| The task |
Take each line of the entries below that contains "stone" and copy it.

[[ Exercise inputs open ]]

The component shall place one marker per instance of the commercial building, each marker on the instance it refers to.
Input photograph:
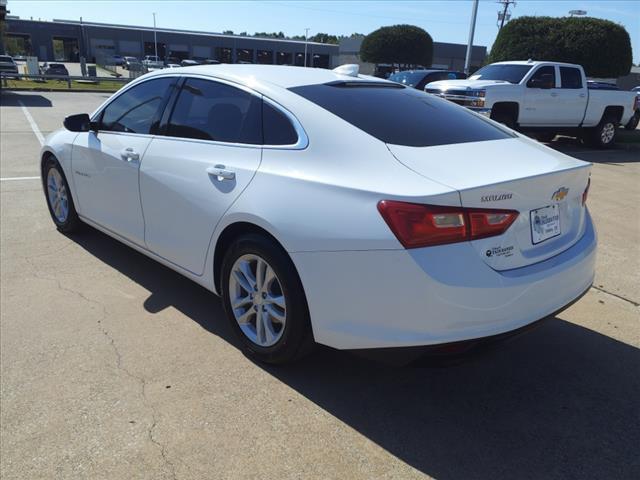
(445, 55)
(68, 40)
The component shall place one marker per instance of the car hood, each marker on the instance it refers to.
(465, 84)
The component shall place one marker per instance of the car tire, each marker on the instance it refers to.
(58, 196)
(292, 338)
(603, 135)
(633, 123)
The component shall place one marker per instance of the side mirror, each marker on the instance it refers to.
(79, 123)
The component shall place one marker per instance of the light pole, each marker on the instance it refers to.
(306, 36)
(472, 30)
(155, 38)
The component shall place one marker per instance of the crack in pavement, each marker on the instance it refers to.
(600, 289)
(141, 380)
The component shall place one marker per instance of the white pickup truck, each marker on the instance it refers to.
(546, 98)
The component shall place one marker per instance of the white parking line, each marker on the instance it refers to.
(13, 179)
(32, 122)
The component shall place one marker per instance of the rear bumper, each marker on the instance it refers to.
(431, 296)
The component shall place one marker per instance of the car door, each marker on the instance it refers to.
(210, 150)
(540, 98)
(106, 163)
(572, 97)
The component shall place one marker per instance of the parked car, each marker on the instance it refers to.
(127, 61)
(58, 69)
(415, 221)
(545, 98)
(420, 78)
(116, 60)
(153, 61)
(8, 67)
(633, 123)
(635, 119)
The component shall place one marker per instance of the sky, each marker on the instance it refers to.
(446, 21)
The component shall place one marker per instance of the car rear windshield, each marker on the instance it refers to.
(511, 73)
(400, 115)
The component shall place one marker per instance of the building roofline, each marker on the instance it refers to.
(173, 30)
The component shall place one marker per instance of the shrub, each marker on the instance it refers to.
(405, 44)
(602, 47)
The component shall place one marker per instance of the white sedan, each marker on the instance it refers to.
(329, 207)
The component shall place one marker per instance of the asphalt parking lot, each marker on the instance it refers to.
(113, 366)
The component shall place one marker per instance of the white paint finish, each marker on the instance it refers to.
(107, 183)
(364, 289)
(32, 123)
(433, 295)
(16, 179)
(548, 107)
(182, 202)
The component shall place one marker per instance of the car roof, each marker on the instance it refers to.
(431, 70)
(279, 75)
(534, 62)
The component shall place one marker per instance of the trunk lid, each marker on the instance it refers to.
(543, 185)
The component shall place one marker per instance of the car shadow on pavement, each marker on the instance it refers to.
(558, 402)
(13, 99)
(621, 153)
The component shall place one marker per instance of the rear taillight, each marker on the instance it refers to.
(416, 225)
(585, 194)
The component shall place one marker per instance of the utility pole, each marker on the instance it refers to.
(504, 15)
(155, 38)
(306, 36)
(472, 31)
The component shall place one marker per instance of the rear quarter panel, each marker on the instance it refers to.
(599, 100)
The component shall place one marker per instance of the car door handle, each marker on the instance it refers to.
(221, 173)
(129, 155)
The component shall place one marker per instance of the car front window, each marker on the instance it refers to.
(511, 73)
(137, 109)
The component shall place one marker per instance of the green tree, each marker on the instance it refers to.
(324, 38)
(402, 44)
(602, 47)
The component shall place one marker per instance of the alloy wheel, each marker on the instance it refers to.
(257, 300)
(58, 196)
(608, 131)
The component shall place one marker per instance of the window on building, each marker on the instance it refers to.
(209, 110)
(17, 44)
(223, 55)
(284, 58)
(299, 59)
(138, 109)
(265, 57)
(321, 61)
(244, 55)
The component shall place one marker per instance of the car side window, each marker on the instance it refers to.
(276, 127)
(209, 110)
(138, 109)
(544, 77)
(570, 77)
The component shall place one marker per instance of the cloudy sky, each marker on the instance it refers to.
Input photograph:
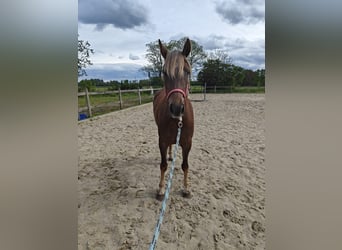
(118, 31)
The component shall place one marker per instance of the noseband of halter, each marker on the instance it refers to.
(184, 93)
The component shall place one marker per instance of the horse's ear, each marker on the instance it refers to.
(187, 47)
(163, 49)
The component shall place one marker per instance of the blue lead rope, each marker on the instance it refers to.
(162, 210)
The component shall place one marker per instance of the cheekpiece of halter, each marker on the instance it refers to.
(184, 93)
(180, 123)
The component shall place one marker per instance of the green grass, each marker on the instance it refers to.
(132, 99)
(128, 100)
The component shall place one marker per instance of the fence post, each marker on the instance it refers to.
(88, 103)
(139, 94)
(120, 98)
(205, 91)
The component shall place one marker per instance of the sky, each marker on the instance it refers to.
(119, 30)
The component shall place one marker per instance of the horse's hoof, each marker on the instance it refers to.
(160, 197)
(186, 194)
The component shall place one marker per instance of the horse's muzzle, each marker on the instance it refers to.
(176, 110)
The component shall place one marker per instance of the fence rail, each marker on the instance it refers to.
(118, 99)
(117, 102)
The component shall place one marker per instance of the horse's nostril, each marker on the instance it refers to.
(176, 110)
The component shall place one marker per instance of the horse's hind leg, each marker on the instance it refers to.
(185, 168)
(170, 153)
(163, 167)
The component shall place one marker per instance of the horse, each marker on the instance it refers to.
(171, 105)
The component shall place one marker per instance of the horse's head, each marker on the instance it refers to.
(176, 75)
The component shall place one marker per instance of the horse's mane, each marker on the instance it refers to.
(175, 64)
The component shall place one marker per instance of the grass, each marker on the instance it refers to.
(102, 104)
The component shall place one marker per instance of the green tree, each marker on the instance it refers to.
(84, 52)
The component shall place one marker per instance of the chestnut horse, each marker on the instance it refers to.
(170, 105)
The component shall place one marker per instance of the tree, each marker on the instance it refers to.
(197, 54)
(154, 69)
(221, 55)
(84, 52)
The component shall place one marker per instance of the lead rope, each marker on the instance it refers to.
(168, 186)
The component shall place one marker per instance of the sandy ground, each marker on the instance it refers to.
(119, 176)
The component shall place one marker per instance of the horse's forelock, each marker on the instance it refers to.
(174, 65)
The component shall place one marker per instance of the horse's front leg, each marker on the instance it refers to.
(163, 167)
(185, 167)
(170, 153)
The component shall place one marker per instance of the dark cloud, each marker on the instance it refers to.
(241, 11)
(133, 57)
(119, 13)
(211, 42)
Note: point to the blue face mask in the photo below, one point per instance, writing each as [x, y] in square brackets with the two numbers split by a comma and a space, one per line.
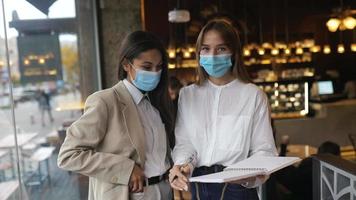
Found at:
[216, 65]
[145, 80]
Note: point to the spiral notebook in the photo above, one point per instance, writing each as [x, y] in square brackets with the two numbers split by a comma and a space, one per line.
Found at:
[250, 167]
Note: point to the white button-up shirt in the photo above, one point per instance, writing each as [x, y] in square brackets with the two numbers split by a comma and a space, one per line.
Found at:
[156, 143]
[222, 124]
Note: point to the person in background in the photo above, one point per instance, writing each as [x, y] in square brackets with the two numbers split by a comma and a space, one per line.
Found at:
[174, 87]
[221, 120]
[44, 104]
[299, 180]
[121, 141]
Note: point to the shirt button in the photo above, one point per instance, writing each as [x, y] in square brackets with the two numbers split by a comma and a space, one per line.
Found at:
[114, 179]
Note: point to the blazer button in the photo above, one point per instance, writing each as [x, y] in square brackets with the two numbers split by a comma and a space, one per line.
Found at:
[114, 179]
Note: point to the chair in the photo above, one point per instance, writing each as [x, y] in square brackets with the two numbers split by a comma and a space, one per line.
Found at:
[40, 155]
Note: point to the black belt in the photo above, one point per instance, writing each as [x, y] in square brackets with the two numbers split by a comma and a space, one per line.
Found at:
[155, 179]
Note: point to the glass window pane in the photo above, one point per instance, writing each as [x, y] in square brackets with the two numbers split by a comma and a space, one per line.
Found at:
[46, 76]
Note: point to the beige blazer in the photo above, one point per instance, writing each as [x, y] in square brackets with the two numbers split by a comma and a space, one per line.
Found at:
[105, 143]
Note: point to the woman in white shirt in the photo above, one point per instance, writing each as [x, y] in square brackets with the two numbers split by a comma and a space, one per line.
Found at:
[221, 120]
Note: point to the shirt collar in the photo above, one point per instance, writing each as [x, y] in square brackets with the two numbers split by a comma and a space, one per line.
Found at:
[136, 94]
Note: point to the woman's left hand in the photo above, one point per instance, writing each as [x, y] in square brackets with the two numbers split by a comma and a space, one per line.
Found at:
[251, 181]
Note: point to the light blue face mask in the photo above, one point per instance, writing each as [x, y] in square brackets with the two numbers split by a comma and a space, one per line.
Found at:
[146, 80]
[216, 65]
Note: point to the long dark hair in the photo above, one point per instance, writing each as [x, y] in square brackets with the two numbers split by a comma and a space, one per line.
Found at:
[132, 46]
[231, 37]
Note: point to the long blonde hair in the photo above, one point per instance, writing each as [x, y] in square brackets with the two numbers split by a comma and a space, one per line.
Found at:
[231, 37]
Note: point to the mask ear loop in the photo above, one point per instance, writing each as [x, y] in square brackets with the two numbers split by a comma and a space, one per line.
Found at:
[129, 71]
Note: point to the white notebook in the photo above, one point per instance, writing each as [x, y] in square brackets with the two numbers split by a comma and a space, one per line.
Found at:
[250, 167]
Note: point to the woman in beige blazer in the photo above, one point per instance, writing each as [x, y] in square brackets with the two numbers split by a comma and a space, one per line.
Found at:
[121, 141]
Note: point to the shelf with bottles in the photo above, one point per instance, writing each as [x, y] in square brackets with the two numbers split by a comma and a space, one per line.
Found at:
[269, 75]
[288, 99]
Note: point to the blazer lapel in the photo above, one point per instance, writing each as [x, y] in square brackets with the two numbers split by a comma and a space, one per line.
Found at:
[132, 121]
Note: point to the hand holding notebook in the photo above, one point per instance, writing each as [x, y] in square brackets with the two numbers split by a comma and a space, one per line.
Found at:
[250, 167]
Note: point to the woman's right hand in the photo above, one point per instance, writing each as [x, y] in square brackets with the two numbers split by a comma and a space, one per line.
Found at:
[136, 180]
[178, 177]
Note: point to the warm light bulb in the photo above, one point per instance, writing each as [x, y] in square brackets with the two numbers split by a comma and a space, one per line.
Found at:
[340, 48]
[349, 22]
[26, 62]
[333, 24]
[299, 51]
[247, 52]
[326, 49]
[171, 54]
[261, 51]
[275, 51]
[315, 49]
[41, 60]
[186, 54]
[353, 47]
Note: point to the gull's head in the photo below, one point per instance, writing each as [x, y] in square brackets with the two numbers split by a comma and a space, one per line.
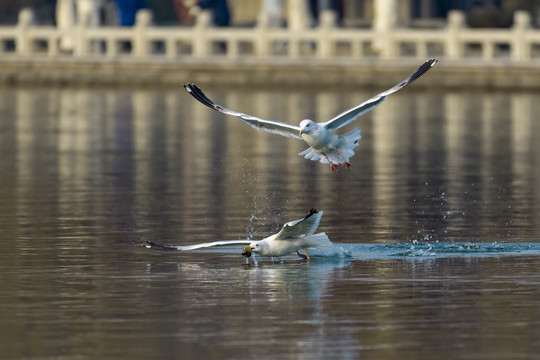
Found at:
[247, 251]
[307, 126]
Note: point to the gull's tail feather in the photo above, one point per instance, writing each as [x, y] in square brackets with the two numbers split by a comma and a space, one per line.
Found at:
[348, 142]
[311, 154]
[318, 240]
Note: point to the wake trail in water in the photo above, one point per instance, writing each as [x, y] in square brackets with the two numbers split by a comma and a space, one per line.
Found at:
[411, 250]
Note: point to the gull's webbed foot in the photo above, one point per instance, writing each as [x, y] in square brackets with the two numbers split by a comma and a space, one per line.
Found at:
[306, 256]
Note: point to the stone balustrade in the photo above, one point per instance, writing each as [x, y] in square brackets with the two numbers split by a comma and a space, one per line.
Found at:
[455, 41]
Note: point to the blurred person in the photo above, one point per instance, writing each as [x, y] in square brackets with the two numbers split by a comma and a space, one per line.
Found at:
[221, 15]
[272, 9]
[66, 21]
[128, 10]
[88, 12]
[182, 12]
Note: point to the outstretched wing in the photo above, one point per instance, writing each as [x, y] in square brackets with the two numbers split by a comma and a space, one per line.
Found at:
[271, 126]
[150, 244]
[305, 226]
[349, 115]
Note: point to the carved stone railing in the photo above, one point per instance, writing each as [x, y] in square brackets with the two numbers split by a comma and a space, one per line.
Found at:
[455, 41]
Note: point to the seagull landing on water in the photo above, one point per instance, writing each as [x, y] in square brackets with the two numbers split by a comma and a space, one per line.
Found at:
[293, 236]
[325, 146]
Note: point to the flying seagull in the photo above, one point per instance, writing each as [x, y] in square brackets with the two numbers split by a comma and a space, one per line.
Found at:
[293, 236]
[325, 146]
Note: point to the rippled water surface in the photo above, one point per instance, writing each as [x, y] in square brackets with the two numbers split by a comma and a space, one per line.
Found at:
[436, 227]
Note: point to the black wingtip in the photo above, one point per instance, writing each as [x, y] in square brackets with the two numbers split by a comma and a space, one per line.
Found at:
[421, 70]
[311, 212]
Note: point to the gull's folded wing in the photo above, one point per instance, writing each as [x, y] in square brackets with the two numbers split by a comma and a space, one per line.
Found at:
[271, 126]
[349, 115]
[150, 244]
[306, 226]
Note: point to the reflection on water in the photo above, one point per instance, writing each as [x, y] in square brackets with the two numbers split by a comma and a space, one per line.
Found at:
[87, 175]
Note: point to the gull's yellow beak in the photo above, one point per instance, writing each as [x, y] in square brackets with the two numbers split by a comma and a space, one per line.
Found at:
[247, 251]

[[ Exercise inputs closed ]]

| Response box |
Note: point to the stone balustrade in the photo above, one point per instance, writing each as [x, y] in square brackets with the two numbers split by a comma and a space, one per line.
Note: point to the carved stone railing in the photo above, one point per instance, writing each as [x, y] in square brackets with the two numbers split by a comma and a space, one per line.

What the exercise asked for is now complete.